→ Exercise details: Please locate each line in the items below that contains the word "island" and copy those lines out.

→ Records for this exercise:
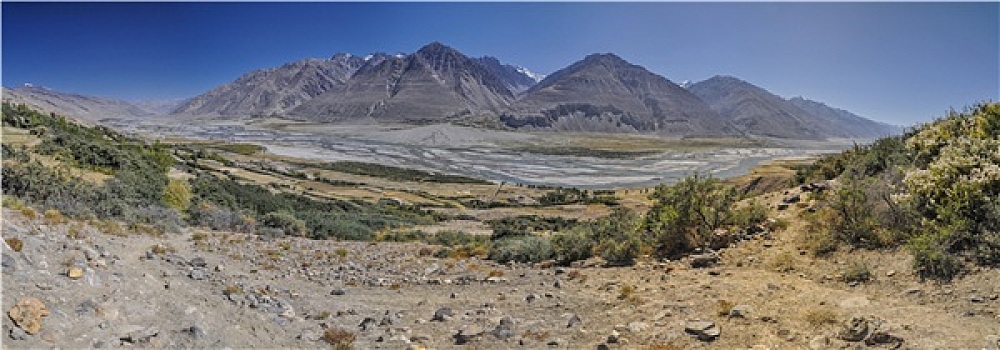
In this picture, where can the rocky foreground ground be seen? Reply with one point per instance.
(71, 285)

...

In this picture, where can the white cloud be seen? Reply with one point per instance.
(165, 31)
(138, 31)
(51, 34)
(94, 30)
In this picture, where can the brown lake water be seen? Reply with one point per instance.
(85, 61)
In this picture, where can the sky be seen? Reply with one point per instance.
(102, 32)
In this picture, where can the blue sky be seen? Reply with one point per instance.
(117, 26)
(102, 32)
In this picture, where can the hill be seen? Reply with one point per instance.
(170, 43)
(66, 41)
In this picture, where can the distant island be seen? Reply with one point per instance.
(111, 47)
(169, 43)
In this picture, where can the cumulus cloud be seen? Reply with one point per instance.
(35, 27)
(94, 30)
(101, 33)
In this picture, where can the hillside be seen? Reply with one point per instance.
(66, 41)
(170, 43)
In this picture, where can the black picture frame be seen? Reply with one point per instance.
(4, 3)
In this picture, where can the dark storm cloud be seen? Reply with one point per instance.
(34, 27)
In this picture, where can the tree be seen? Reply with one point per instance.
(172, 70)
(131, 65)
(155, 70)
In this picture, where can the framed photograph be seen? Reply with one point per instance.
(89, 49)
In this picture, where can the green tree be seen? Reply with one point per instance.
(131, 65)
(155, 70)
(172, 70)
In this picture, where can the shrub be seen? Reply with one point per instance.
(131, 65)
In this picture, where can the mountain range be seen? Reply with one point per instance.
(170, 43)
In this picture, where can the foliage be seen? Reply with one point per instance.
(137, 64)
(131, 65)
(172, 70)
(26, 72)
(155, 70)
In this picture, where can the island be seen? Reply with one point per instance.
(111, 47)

→ Answer below:
In this picture, where can the distant island be seen? Reply with one point per instance.
In this picture, where can the island be seen? Reply with one point per instance.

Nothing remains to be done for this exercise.